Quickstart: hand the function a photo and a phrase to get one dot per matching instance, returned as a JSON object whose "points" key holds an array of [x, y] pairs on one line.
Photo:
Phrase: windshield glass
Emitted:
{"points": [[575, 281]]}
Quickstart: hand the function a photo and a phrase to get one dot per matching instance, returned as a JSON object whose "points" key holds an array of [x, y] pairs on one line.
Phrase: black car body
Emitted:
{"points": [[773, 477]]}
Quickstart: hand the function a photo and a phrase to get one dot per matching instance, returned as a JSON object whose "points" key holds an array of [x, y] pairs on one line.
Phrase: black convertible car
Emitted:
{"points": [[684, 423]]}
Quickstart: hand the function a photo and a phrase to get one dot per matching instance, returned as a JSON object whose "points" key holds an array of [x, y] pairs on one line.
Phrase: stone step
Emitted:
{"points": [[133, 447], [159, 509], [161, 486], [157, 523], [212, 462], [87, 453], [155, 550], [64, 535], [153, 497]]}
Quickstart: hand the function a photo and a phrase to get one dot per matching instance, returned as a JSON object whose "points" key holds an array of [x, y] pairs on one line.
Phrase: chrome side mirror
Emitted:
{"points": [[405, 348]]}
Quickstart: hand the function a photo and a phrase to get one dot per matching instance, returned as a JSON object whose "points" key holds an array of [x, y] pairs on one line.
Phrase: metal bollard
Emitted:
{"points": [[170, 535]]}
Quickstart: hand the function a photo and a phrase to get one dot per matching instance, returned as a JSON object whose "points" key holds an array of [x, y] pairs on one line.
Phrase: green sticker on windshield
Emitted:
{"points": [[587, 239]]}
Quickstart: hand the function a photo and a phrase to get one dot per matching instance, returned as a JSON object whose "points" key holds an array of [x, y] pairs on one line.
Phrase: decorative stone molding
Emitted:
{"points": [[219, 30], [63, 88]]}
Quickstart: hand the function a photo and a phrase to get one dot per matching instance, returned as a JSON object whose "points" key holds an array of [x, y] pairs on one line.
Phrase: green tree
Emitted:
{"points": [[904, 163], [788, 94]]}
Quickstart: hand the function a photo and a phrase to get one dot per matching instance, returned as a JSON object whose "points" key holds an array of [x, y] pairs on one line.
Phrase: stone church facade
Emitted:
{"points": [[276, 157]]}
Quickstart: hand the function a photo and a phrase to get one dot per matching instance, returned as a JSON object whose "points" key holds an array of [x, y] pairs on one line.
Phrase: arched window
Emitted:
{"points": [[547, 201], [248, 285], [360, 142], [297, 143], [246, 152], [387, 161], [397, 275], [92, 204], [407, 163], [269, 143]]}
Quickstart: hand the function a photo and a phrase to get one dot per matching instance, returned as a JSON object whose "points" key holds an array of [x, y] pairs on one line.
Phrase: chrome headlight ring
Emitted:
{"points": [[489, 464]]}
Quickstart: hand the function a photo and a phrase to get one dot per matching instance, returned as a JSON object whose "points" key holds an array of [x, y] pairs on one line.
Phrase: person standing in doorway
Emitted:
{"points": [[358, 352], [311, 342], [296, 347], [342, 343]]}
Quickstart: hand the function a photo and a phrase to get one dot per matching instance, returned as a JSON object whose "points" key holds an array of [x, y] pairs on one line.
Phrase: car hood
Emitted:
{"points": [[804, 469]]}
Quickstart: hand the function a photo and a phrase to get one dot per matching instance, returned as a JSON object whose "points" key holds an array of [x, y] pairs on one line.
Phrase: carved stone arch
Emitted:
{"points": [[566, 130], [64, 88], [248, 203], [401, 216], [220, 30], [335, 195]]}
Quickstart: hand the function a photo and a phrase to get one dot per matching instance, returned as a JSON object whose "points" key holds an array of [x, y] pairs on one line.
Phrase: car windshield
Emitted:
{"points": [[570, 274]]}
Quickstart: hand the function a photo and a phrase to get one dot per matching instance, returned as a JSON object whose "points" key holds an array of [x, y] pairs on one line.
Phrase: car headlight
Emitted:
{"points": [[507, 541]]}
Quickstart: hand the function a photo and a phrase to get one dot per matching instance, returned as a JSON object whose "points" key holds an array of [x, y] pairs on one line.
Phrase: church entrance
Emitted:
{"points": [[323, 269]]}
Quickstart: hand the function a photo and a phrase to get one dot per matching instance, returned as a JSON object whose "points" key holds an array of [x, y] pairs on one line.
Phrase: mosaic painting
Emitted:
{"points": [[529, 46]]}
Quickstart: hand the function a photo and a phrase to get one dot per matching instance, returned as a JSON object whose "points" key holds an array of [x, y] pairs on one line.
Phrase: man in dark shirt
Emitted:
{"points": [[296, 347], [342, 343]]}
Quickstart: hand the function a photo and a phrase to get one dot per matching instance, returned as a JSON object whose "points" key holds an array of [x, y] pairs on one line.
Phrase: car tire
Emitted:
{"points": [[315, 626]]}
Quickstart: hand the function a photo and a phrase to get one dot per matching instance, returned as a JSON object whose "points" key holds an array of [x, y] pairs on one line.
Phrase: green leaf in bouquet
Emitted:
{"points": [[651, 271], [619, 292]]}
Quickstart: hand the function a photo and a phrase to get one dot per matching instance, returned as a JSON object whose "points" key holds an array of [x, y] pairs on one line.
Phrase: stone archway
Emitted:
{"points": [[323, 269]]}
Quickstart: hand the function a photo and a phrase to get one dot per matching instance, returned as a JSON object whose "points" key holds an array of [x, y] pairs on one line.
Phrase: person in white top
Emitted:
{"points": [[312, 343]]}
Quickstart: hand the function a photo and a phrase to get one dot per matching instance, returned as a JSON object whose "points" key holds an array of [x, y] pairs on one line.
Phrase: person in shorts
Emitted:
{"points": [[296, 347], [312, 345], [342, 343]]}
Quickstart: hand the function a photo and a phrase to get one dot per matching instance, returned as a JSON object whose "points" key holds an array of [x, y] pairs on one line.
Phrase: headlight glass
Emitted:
──────────────────────────────
Extract every line from the records above that contains the word "church".

> [Completed task]
Phrase: stone church facade
Phrase: church entrance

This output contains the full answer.